● PROVIDED DATA
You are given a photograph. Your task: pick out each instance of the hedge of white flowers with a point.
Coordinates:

---

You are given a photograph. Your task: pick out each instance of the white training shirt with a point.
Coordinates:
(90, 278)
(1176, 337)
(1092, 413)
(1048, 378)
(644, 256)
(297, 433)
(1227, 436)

● GOAL OF THE EXERCISE
Make a list of all lines in the data that contain "given".

● EXERCISE RESPONSE
You are given a photograph. Your task: pick out each instance of the hedge of white flowers with a point.
You are given a photograph. Your task: pick out each instance of the white training shirt with a point.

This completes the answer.